Stored items
- - -

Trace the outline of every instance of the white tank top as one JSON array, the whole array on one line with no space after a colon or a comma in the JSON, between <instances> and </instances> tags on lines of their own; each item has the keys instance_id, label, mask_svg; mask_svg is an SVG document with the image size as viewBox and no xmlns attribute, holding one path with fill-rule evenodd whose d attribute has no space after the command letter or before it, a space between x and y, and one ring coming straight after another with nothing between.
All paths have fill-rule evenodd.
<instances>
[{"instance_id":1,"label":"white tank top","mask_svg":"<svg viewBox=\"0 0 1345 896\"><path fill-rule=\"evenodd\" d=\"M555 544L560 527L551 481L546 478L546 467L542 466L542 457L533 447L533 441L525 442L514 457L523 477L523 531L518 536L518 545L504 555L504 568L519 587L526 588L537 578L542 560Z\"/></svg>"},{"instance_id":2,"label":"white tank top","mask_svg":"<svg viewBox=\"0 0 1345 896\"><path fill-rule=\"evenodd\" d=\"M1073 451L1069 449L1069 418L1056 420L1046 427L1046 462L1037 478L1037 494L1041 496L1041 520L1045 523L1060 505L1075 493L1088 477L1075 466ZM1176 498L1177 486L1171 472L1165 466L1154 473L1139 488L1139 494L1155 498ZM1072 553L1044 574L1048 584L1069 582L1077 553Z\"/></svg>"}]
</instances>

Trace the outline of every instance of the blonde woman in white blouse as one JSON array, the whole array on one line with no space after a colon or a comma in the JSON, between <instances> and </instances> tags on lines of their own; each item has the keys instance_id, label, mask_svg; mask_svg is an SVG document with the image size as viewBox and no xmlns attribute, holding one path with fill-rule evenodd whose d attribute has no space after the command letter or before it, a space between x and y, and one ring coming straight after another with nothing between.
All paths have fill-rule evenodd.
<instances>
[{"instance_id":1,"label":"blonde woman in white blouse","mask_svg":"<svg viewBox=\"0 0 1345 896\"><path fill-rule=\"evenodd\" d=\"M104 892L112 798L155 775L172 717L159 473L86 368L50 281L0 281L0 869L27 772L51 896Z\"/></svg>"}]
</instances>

- - -

Rewrite the records above, replacing every "Trace" with "Draw" and changing nothing else.

Complete output →
Draw the outline of every instance of the white tank top as one JSON array, the whole array on one line with no space after a colon or a comma in the JSON, between <instances> and </instances> tags on lines of their own; each item has the keys instance_id, label, mask_svg; mask_svg is an SVG document with the image size as viewBox and no xmlns attribute, holding one path with fill-rule evenodd whose d attribute has no space after the command letter or before it, a space between x and y, and one ring coming straight after another with nothing between.
All paths have fill-rule evenodd.
<instances>
[{"instance_id":1,"label":"white tank top","mask_svg":"<svg viewBox=\"0 0 1345 896\"><path fill-rule=\"evenodd\" d=\"M555 544L560 527L551 481L546 478L546 467L542 466L542 457L533 447L533 441L525 442L514 457L523 477L523 531L518 536L518 545L504 555L504 568L519 587L526 588L537 578L542 560Z\"/></svg>"},{"instance_id":2,"label":"white tank top","mask_svg":"<svg viewBox=\"0 0 1345 896\"><path fill-rule=\"evenodd\" d=\"M1073 451L1069 449L1069 418L1056 420L1046 427L1046 462L1037 478L1037 494L1041 496L1041 520L1045 523L1060 505L1075 493L1088 477L1075 466ZM1176 498L1177 486L1171 472L1165 466L1154 473L1139 488L1139 494L1155 498ZM1072 553L1044 574L1048 584L1069 582L1077 553Z\"/></svg>"}]
</instances>

Draw the outline of every instance of the blonde woman in white blouse as one JSON array, the whole array on one line with no space after a colon or a comma in the JSON, between <instances> and </instances> tags on lines of their own; each item has the keys instance_id, label, mask_svg; mask_svg is an SVG document with the image size as viewBox and no xmlns attribute, holding one path with fill-rule evenodd whose d attribute has no space after the command letter or before it, a space between x and y, and one ring coming straight after another with nothing between.
All paths have fill-rule evenodd.
<instances>
[{"instance_id":1,"label":"blonde woman in white blouse","mask_svg":"<svg viewBox=\"0 0 1345 896\"><path fill-rule=\"evenodd\" d=\"M104 892L112 798L155 775L172 717L159 473L86 368L50 281L0 281L0 869L27 772L51 896Z\"/></svg>"}]
</instances>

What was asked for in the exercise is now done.